→ The task: Quote word for word the rows below, starting at the line that contains "of the black" and ending at the final row, with both ends included.

→ Records supplied:
# # # #

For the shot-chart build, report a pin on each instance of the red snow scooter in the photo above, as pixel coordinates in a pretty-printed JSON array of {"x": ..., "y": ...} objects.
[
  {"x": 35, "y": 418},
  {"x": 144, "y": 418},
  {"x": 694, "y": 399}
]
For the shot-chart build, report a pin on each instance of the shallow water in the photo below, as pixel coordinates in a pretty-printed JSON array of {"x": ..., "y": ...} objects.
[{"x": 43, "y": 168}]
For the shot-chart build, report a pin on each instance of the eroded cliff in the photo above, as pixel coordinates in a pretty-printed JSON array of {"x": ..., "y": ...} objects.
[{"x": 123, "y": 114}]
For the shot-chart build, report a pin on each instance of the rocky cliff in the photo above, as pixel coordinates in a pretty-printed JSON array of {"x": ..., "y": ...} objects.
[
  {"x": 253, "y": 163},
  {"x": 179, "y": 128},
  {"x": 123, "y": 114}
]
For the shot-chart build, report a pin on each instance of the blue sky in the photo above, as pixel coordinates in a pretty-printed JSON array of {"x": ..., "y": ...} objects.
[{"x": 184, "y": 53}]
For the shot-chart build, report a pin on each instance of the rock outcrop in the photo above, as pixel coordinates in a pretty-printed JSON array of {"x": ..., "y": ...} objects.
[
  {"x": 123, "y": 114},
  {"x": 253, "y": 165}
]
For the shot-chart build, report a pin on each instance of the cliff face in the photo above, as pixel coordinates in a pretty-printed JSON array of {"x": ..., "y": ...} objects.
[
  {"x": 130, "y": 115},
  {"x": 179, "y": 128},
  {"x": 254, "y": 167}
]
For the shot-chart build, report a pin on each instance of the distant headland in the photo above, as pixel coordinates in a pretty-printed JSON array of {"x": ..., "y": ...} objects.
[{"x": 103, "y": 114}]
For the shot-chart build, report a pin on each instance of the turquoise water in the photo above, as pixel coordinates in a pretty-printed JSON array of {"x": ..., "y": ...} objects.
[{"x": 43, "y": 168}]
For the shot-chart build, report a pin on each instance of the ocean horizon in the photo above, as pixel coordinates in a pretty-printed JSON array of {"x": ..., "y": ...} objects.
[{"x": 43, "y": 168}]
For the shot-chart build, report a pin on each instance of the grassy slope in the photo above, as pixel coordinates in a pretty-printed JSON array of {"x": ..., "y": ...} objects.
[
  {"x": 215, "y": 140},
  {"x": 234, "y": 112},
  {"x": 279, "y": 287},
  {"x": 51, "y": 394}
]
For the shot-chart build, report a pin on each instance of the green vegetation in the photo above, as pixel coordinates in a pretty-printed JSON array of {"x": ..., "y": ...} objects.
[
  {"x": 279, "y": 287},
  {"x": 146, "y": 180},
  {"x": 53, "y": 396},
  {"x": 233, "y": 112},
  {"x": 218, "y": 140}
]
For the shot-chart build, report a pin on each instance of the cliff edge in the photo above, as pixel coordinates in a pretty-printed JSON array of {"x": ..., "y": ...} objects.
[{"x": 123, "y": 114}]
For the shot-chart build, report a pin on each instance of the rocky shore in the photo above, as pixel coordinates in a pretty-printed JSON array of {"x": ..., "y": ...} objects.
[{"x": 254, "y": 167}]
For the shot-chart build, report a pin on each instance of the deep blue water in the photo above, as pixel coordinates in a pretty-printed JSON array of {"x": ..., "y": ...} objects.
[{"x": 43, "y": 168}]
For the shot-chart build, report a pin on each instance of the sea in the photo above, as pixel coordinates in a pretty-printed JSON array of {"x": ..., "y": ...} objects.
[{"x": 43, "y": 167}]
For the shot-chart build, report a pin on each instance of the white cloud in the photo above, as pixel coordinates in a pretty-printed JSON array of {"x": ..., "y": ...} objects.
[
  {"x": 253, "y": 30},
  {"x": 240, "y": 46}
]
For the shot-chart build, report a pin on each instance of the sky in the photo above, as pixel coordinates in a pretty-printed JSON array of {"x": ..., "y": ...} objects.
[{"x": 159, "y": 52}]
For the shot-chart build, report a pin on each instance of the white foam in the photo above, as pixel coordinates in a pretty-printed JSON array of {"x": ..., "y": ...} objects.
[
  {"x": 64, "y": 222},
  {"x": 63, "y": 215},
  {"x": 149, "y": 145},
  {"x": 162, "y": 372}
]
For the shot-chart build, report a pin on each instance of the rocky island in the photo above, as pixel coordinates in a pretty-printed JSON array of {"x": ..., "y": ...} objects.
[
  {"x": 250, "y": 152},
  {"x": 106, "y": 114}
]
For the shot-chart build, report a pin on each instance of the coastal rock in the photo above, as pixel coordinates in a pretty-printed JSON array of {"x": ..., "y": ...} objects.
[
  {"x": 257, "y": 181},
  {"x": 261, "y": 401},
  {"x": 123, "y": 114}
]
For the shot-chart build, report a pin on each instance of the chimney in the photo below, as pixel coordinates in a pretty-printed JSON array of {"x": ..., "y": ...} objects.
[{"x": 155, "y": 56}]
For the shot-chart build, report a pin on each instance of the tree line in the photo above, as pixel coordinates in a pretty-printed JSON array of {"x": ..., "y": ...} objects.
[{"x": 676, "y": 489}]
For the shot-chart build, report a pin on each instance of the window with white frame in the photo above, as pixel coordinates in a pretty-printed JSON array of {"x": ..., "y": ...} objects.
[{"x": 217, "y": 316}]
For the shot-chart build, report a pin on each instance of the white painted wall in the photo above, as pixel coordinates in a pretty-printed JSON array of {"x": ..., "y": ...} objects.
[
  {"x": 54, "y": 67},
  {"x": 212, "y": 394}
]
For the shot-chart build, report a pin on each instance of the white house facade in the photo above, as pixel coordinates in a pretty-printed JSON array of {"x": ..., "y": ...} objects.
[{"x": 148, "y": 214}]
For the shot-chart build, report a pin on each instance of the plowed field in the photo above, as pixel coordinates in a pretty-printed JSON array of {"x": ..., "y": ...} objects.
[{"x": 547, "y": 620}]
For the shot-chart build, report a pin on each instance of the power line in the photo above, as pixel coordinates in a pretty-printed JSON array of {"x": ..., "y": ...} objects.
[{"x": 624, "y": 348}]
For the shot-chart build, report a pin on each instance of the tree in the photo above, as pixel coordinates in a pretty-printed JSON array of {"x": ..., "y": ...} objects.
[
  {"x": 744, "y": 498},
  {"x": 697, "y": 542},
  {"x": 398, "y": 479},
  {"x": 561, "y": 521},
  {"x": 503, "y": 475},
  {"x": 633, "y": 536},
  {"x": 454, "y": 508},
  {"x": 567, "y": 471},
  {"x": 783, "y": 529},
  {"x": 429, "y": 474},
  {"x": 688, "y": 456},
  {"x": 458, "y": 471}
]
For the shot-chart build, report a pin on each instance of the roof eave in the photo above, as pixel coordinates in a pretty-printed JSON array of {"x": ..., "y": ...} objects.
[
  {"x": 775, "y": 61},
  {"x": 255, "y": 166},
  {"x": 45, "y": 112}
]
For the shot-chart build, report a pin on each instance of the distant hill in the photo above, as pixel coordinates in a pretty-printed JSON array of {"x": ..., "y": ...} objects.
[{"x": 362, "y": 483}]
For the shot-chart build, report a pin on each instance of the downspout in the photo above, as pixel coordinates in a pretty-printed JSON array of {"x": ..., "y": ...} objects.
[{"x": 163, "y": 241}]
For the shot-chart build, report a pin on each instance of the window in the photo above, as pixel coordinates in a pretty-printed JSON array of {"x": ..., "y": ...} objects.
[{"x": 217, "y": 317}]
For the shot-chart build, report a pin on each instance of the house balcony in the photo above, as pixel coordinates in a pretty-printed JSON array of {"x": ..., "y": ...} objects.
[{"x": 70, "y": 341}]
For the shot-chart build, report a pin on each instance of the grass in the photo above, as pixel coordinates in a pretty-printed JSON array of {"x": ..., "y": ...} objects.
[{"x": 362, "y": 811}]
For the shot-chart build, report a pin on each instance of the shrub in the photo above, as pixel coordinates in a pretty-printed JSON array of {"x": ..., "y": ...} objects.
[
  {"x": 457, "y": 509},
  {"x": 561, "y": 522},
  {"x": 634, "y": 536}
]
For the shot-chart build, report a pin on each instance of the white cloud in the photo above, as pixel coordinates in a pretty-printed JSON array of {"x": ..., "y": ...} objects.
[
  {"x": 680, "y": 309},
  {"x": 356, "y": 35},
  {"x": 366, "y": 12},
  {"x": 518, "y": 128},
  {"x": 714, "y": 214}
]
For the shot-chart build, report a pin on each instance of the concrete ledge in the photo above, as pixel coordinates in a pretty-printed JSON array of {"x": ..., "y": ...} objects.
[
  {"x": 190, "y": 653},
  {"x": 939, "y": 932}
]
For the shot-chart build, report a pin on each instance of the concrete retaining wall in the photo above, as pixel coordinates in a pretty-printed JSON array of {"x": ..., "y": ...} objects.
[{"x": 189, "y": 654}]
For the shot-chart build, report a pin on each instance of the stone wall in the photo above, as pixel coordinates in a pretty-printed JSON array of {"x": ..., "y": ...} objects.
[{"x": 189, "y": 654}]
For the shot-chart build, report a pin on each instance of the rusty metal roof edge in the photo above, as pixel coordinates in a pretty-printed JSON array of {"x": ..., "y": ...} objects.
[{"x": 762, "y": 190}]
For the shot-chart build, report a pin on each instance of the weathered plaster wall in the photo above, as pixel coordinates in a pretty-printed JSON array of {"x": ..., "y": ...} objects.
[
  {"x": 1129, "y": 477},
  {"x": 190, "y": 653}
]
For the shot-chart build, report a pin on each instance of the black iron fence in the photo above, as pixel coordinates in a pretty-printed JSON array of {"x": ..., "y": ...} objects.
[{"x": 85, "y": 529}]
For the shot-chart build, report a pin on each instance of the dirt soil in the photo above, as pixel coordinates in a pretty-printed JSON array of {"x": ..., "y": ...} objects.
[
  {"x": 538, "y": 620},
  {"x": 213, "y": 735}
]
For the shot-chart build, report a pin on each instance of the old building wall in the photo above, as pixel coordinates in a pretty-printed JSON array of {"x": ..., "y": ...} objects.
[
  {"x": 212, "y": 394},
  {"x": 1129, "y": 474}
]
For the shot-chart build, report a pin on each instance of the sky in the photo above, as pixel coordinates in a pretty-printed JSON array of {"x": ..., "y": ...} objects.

# # # #

→ Answer:
For the shot-chart build, report a pin on each instance of the black iron fence in the photo above, as pixel coordinates in a pretty-printed JSON array of {"x": ..., "y": ...} objects.
[{"x": 85, "y": 529}]
For the shot-chart build, report a pin on each instance of the dirt soil in the photo above, as pixel coordinates in a pretty-printed JSON array of {"x": ..., "y": ...} objects.
[
  {"x": 538, "y": 620},
  {"x": 213, "y": 735}
]
For the shot-chart build, report a pin on each instance of the old building wall in the photo above, as pixel coordinates in a pretty-printed JSON array of {"x": ..., "y": ...} objects.
[
  {"x": 212, "y": 394},
  {"x": 1129, "y": 474}
]
For the shot-chart build, report a pin on each instance of the sky in the photo above, as pixel coordinates in a pretty-printed JSON array of {"x": ..., "y": ...} objects.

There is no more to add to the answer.